- Excerpt provided:
###
Tips for Using Free Text to Speech (TTS) with Switchvox Phone Systems

By Dan Ribar

It’s exciting to see how easy it is for our resellers and customers to customize their phone systems to meet their business needs – and then be willing to share their tips with others. In this guest blog post, Dan Ribar, CIO of 1st Guard Corporation, explains how to use a free version of Text to Speech in a Switchvox phone system. Thanks for sharing, Dan!

The natural progression for a new telephone system is to typically find it’s way to some form of dynamic IVR that looks to a database for the information.  My office has had the Digium Switchvox system for a couple years now and feel pretty good about writing basic IVRs. Now, it’s time for some cool text-to-speech (TTS).

Why do I need TTS?  In a basic IVR,  you can record messages that may never need to change, like “Press one to reach customer service.”  But, you may want to have a bit more dynamic text coming back to the end user, like “Your account is in great standing.  Your account balance is $123.45 and you have one pending claim….” We wanted that dynamic text and began looking for a way to handle it.

After a few weeks of research,  I found a couple of solutions.

1.  Buy a TTS engine that runs on your server.  (This will cost anywhere from $1,000 and up.)
###
- Task: Write out the part of the Switchvox text-to-speech post starting at "Why do I need" and ending at "couple of solutions.", copying it word for word.
###
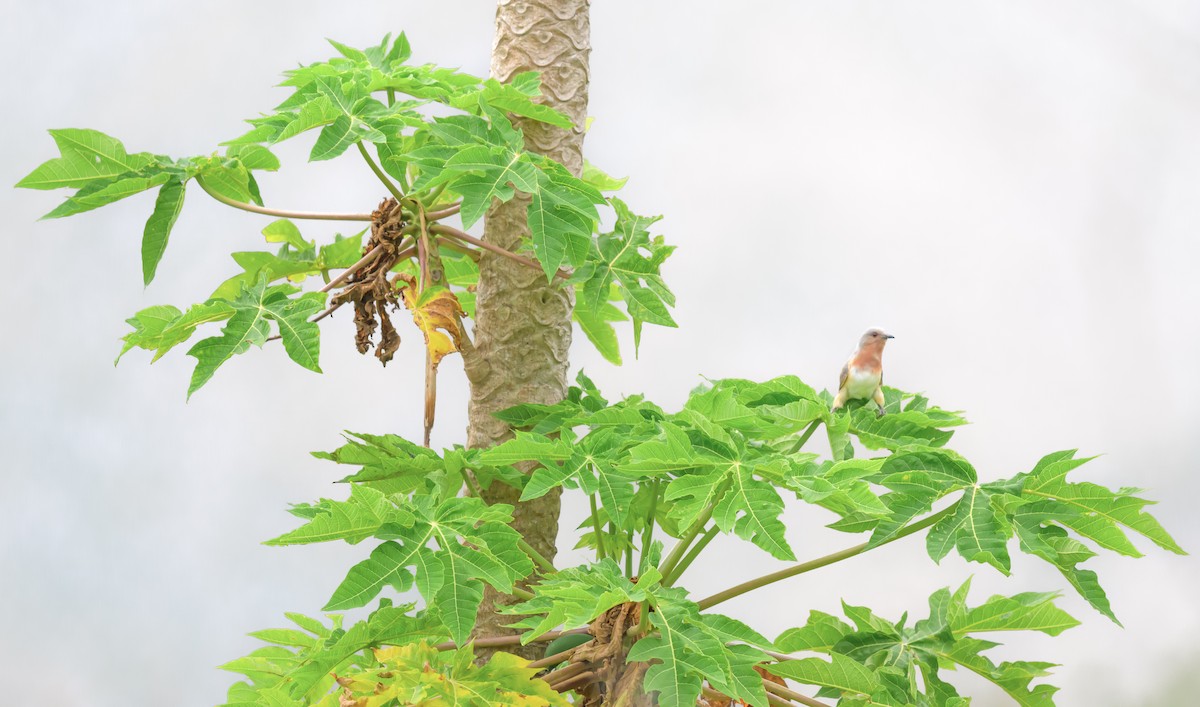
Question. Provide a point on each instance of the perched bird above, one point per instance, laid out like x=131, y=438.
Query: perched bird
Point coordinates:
x=862, y=377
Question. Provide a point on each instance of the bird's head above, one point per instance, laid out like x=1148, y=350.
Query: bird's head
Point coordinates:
x=875, y=337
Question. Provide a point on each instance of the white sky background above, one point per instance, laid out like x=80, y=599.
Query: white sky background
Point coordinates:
x=1009, y=187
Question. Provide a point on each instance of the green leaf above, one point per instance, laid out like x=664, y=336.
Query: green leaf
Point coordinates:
x=163, y=327
x=1102, y=513
x=1029, y=611
x=157, y=231
x=630, y=259
x=977, y=529
x=683, y=654
x=821, y=633
x=844, y=675
x=283, y=231
x=353, y=520
x=481, y=174
x=599, y=179
x=598, y=328
x=101, y=193
x=474, y=541
x=574, y=597
x=87, y=156
x=255, y=157
x=388, y=565
x=250, y=324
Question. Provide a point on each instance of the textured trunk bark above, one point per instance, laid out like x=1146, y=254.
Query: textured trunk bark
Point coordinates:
x=523, y=325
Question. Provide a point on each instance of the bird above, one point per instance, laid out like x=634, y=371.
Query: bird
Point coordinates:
x=862, y=377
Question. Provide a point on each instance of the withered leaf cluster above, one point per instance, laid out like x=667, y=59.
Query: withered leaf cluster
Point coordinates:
x=370, y=288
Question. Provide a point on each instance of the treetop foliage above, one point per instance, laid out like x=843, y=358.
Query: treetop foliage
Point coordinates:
x=438, y=165
x=725, y=463
x=660, y=485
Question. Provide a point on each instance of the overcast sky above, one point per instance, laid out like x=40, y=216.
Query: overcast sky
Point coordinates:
x=1008, y=187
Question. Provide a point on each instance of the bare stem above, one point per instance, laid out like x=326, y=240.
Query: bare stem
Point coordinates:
x=383, y=177
x=693, y=553
x=595, y=525
x=459, y=247
x=281, y=213
x=648, y=534
x=483, y=244
x=799, y=569
x=472, y=485
x=514, y=640
x=552, y=659
x=537, y=557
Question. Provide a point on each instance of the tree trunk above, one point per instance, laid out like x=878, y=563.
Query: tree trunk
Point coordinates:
x=522, y=323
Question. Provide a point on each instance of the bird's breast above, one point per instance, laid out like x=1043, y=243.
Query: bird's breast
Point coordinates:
x=862, y=382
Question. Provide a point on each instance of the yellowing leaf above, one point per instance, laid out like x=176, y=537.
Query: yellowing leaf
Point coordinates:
x=437, y=313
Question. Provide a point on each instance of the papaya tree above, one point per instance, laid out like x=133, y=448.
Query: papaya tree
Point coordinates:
x=457, y=598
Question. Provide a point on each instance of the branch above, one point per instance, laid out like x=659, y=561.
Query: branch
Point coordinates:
x=677, y=552
x=514, y=640
x=799, y=569
x=691, y=553
x=553, y=659
x=363, y=263
x=280, y=213
x=467, y=238
x=395, y=190
x=537, y=557
x=595, y=525
x=575, y=682
x=459, y=247
x=790, y=694
x=443, y=213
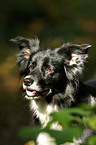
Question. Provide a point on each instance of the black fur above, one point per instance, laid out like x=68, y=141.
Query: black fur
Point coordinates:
x=54, y=74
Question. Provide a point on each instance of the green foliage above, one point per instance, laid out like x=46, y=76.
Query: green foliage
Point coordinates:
x=72, y=120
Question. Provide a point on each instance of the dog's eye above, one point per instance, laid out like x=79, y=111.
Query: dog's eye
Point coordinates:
x=31, y=67
x=48, y=70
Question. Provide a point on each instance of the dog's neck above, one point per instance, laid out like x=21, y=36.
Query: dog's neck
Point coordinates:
x=42, y=110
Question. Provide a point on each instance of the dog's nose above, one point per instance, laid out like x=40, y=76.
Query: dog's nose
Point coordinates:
x=28, y=82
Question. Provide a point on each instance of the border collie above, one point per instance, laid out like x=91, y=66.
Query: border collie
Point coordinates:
x=52, y=79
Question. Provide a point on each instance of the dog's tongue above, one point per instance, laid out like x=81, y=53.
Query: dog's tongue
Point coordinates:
x=31, y=93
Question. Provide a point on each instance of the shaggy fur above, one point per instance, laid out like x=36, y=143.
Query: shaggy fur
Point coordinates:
x=52, y=78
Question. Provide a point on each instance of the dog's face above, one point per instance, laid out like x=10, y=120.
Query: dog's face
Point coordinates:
x=47, y=71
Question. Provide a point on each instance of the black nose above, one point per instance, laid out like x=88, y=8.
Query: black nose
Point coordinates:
x=28, y=82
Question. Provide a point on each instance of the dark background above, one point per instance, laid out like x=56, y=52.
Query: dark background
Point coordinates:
x=55, y=22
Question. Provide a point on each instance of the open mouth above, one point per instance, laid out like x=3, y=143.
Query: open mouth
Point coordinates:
x=32, y=94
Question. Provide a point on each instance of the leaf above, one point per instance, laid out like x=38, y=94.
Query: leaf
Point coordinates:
x=29, y=133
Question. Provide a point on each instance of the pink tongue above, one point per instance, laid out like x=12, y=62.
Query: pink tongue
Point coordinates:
x=29, y=93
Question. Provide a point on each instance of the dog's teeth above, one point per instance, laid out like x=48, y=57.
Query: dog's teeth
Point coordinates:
x=29, y=93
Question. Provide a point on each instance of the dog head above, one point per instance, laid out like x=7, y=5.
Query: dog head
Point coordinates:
x=47, y=71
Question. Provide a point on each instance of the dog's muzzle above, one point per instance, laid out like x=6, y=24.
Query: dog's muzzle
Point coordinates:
x=33, y=91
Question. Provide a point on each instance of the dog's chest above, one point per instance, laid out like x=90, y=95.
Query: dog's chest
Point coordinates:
x=42, y=110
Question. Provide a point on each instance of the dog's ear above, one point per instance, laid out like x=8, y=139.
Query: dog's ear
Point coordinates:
x=74, y=56
x=27, y=48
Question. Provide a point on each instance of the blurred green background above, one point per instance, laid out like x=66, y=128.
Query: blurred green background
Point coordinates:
x=55, y=22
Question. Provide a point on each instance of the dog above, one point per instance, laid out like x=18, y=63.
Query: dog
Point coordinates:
x=52, y=78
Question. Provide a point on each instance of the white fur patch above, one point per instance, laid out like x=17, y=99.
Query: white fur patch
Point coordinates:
x=34, y=85
x=43, y=110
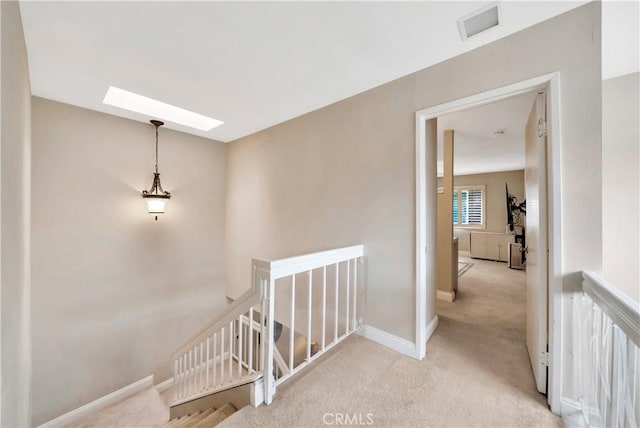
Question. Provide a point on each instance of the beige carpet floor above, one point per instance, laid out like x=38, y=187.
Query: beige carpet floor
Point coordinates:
x=476, y=372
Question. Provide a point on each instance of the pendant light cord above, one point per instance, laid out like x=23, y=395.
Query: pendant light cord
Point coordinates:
x=156, y=149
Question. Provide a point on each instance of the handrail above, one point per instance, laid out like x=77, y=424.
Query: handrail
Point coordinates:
x=623, y=311
x=239, y=344
x=292, y=265
x=239, y=306
x=344, y=285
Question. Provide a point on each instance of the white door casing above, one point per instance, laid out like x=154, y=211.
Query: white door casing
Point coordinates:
x=535, y=179
x=425, y=218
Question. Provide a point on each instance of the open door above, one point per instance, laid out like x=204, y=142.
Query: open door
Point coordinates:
x=535, y=181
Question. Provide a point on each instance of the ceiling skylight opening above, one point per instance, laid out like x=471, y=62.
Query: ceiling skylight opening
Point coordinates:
x=158, y=110
x=479, y=21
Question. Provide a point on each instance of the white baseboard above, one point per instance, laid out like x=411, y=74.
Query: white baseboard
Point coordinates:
x=389, y=340
x=257, y=392
x=431, y=327
x=447, y=296
x=82, y=412
x=571, y=412
x=163, y=386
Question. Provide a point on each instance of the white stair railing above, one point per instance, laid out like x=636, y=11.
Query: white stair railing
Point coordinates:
x=224, y=353
x=326, y=314
x=312, y=299
x=606, y=354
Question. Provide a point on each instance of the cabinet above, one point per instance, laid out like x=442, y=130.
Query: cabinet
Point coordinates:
x=490, y=246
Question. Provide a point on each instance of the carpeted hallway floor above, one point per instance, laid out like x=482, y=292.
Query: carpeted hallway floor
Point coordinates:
x=476, y=372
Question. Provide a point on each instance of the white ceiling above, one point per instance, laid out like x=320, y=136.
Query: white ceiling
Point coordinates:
x=476, y=150
x=250, y=64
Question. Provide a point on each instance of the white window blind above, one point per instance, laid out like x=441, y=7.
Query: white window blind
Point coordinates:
x=468, y=206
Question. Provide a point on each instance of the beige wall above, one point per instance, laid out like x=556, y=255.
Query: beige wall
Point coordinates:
x=345, y=174
x=495, y=209
x=621, y=183
x=15, y=169
x=114, y=292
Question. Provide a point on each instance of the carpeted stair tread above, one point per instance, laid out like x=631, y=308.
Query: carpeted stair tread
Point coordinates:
x=192, y=419
x=216, y=417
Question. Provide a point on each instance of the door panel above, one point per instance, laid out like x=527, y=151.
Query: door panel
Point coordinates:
x=535, y=175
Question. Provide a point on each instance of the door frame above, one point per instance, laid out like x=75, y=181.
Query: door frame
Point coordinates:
x=425, y=214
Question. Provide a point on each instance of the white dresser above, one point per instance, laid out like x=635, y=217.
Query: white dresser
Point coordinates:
x=490, y=246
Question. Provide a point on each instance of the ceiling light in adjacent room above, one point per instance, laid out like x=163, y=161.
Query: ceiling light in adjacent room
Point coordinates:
x=148, y=106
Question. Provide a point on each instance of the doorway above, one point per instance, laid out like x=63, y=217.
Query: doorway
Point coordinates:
x=425, y=216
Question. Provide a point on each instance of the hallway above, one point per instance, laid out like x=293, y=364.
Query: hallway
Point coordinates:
x=476, y=372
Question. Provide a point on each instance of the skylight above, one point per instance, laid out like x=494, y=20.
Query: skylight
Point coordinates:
x=158, y=110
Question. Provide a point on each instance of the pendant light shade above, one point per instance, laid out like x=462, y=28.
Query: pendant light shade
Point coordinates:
x=156, y=197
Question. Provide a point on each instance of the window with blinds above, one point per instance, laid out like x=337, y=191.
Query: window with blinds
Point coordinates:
x=468, y=206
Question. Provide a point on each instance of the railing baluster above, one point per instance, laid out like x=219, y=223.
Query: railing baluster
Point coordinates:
x=263, y=326
x=213, y=362
x=206, y=367
x=292, y=330
x=175, y=377
x=335, y=327
x=268, y=341
x=195, y=366
x=355, y=293
x=310, y=301
x=222, y=356
x=201, y=376
x=231, y=337
x=240, y=343
x=324, y=305
x=347, y=319
x=250, y=365
x=178, y=386
x=190, y=371
x=185, y=374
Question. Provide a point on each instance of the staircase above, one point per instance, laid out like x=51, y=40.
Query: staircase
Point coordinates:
x=204, y=419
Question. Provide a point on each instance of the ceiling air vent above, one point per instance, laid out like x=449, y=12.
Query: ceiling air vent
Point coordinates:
x=479, y=21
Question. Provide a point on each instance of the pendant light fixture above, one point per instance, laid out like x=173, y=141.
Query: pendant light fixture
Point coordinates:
x=156, y=197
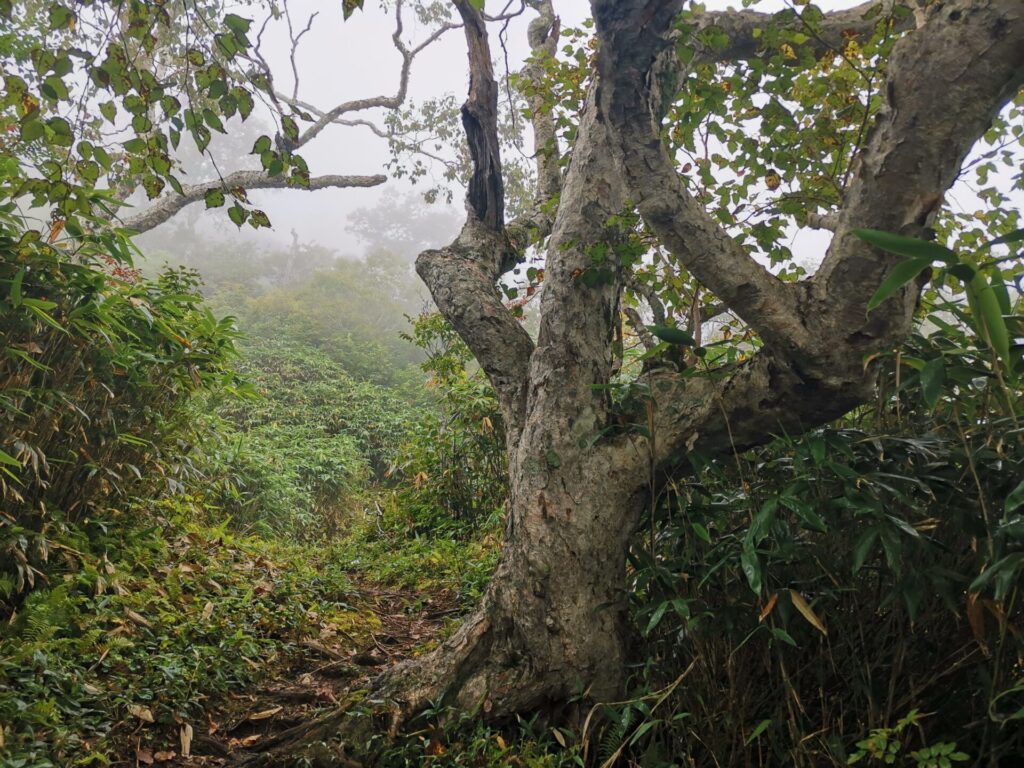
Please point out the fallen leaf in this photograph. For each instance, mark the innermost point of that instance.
(808, 612)
(245, 741)
(142, 713)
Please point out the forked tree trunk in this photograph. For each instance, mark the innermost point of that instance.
(552, 624)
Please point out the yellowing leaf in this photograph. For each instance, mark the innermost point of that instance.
(808, 612)
(265, 714)
(185, 738)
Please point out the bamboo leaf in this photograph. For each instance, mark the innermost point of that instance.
(911, 248)
(899, 276)
(933, 376)
(807, 611)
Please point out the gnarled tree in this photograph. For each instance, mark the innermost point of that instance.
(552, 622)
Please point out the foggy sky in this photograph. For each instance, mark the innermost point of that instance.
(341, 60)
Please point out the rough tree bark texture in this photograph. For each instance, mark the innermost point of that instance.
(553, 619)
(553, 616)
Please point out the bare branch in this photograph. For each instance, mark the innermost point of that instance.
(463, 278)
(635, 46)
(975, 65)
(931, 120)
(167, 207)
(328, 117)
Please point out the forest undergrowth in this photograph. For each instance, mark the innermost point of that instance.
(210, 538)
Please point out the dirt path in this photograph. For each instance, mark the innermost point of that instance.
(390, 626)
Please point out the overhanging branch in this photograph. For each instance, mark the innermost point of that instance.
(167, 207)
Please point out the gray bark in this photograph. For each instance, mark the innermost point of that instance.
(553, 616)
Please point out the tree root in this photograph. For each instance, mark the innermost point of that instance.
(351, 735)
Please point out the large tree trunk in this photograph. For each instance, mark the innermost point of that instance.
(552, 624)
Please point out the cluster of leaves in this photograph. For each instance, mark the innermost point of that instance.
(97, 368)
(882, 561)
(297, 458)
(97, 97)
(143, 630)
(351, 311)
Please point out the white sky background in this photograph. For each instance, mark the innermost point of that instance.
(341, 60)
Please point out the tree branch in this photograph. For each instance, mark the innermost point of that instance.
(932, 118)
(463, 276)
(408, 54)
(946, 81)
(168, 206)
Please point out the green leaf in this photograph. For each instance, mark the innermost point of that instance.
(933, 376)
(761, 728)
(15, 288)
(237, 214)
(673, 335)
(988, 314)
(290, 127)
(655, 617)
(262, 145)
(911, 248)
(1015, 500)
(9, 460)
(1015, 237)
(701, 531)
(1003, 570)
(32, 129)
(237, 24)
(902, 273)
(62, 135)
(752, 568)
(214, 198)
(779, 634)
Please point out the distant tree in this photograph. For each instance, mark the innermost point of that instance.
(695, 141)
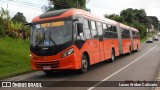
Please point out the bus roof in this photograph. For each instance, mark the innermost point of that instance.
###
- The reply:
Why do I need TTS?  In a basic IVR,  you can record messages that may never need to change, like “Press one to reach customer service.”  But, you may want to have a bit more dynamic text coming back to the end user, like “Your account is in great standing.  Your account balance is $123.45 and you have one pending claim….” We wanted that dynamic text and began looking for a way to handle it.

After a few weeks of research,  I found a couple of solutions.